* Aufgabenstellung:
**A.** Kopieren Sie aus dem Text über dunkle Biere die Passage wortgetreu, beginnend bei „Zahlreiche Bierstile existieren“ und fortlaufend bis einschließlich „Dose und Flasche.“.
**B.** Führen Sie den Text über dunkle Biere und Trappistenbiere im Anschluss an seinen letzten Satz fort.

* Ausgangstext:
◇ ◇ ◇ ◇ ◇ ◇ ◇

Zahlreiche Bierstile existieren in einer hellen und einer dunklen Variante. Bei Weizenbieren vermählen sich dabei gerne die Hefenoten mit Aromen von Nelke und Banane, in der dunklen Version mit Karamell und Dörrobst. Auch bei dunklen Bockbieren treten dann Karamell und Schokolade in den Vordergrund, befeuert durch einen etwas höheren Alkoholgehalt, wie er bei Bockbieren üblich ist. Bei einem Eisbock erwartet uns eine rare und konzentrierte Brauspezialität, bei der das Wasser gefroren und somit der Alkoholgehalt und die Aromatik erhöht wird. Auch bei den aktuellen Craft-Stilen kommen dunkle Röstmalze zum Einsatz, und so gelangen auch Stile wie Black IPA oder Imperial Black Lager in Dose und Flasche.

Einen besonderen Ruf genießen bis heute die Brauspezialitäten, die ihren Ursprung in den Klöstern rings um Flandern und der Wallonie haben. Die begehrtesten Biere stammen von Trappistenmönchen, die zu den Zisterziensern zählen. Auch wenn das Gründungskloster des Ordens, La Trappe, in Frankreich liegt und die gleichnamige Trappisten-Biermarke »La Trappe« aus dem Kloster Onze Lieve Vrouw van Koningshoeven in den Niederlanden stammt, so denken die Bierfreunde der Welt doch in erster Linie an Belgien, wenn es um Trappistenbiere geht. Die dunklen Biere dieser Gattung zählen zu den begehrtesten der Welt. Köstlich etwa das »Rochefort 10« mit Nuancen von Aprikose, Portwein und Leder. Das ähnliche, doch viel rarere »Westvleteren 12« gilt bei Bier-Connaisseurs als das beste Bier der Welt. Beide weisen um die 12 % Vol. Alkohol auf. Etwas leichter und auch in diese aromatische Richtung tendierend sind die Biere des Stils »Dubbel«, wie von Westmalle oder La Trappe, alle mit Malz, Honig, Karamell und Frucht.

◇ ◇ ◇ ◇ ◇ ◇ ◇

* Inhalt des Datensatzes:

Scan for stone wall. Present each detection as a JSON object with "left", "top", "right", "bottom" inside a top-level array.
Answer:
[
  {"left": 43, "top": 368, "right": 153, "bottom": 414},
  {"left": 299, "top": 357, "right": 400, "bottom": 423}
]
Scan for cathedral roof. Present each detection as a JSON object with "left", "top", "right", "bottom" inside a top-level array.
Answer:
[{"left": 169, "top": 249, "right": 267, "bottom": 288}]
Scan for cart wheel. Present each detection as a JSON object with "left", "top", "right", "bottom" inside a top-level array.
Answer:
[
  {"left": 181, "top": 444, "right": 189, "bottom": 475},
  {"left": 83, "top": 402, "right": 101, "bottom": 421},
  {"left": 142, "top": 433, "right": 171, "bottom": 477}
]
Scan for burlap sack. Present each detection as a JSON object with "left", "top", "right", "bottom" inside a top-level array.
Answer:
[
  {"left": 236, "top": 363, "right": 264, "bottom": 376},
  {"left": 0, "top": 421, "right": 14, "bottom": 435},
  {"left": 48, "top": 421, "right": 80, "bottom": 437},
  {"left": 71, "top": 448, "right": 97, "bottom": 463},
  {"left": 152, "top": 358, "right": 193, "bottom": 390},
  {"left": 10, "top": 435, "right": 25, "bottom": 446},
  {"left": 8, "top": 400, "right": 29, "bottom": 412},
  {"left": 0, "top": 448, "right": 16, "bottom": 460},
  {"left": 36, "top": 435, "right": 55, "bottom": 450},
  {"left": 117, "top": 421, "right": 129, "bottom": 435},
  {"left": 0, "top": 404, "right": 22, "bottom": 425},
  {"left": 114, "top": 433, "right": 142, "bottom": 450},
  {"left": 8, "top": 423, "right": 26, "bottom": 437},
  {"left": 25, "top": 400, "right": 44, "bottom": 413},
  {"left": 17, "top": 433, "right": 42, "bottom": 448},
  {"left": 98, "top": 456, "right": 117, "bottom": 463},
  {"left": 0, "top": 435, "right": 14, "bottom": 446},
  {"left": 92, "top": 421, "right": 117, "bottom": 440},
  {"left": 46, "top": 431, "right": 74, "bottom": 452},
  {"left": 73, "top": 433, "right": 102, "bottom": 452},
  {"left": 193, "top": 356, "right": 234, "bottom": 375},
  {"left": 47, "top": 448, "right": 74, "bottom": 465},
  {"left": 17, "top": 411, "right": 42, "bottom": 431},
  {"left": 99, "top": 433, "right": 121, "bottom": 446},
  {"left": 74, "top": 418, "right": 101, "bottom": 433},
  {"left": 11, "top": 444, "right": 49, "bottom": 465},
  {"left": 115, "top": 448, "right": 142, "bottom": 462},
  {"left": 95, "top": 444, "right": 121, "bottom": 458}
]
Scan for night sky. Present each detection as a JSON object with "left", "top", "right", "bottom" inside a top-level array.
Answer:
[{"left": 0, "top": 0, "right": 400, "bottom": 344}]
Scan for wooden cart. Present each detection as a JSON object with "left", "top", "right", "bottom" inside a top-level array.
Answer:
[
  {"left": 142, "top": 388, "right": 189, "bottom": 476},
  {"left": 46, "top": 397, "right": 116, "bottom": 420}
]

◇ ◇ ◇ ◇ ◇ ◇ ◇

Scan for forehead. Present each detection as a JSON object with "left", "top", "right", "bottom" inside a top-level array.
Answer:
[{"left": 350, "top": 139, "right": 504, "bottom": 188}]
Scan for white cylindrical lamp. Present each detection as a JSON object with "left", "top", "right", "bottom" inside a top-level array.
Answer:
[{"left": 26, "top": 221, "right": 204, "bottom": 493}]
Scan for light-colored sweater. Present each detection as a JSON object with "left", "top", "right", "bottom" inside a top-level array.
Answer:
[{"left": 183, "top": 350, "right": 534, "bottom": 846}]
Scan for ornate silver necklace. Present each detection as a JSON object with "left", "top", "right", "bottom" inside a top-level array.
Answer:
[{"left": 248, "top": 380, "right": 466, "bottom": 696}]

◇ ◇ ◇ ◇ ◇ ◇ ◇

* Endgültige Lösungen:
**A.**
Zahlreiche Bierstile existieren in einer hellen und einer dunklen Variante. Bei Weizenbieren vermählen sich dabei gerne die Hefenoten mit Aromen von Nelke und Banane, in der dunklen Version mit Karamell und Dörrobst. Auch bei dunklen Bockbieren treten dann Karamell und Schokolade in den Vordergrund, befeuert durch einen etwas höheren Alkoholgehalt, wie er bei Bockbieren üblich ist. Bei einem Eisbock erwartet uns eine rare und konzentrierte Brauspezialität, bei der das Wasser gefroren und somit der Alkoholgehalt und die Aromatik erhöht wird. Auch bei den aktuellen Craft-Stilen kommen dunkle Röstmalze zum Einsatz, und so gelangen auch Stile wie Black IPA oder Imperial Black Lager in Dose und Flasche.

**B.**
Besondere Aufmerksamkeit widmen die Brauer derzeit der Veredelung der Biere in Form von Fassreifung. Spezialist für diese Vorgehensweise ist Founders Brewing in Michigan, USA. In einer ehemaligen Gips-Mine lagern die Braumeister an die 25.000 Fässer und ihr Kultbier »Kentucky Breakfast Stout« (KBS) vermählt Imperial Stout mit dem Aroma der Bourbon-Fässer.

Aber auch hierzulande sammeln einige Brauer bereits gute Erfahrungen mit Fässern aus den USA oder Schottland. Hervorzuheben wären dabei die Spezialitäten der Berliner Brauerei Lemke, Noom Wild Ales aus Österreich und der Kreativbrauerei Kehrwieder in Hamburg.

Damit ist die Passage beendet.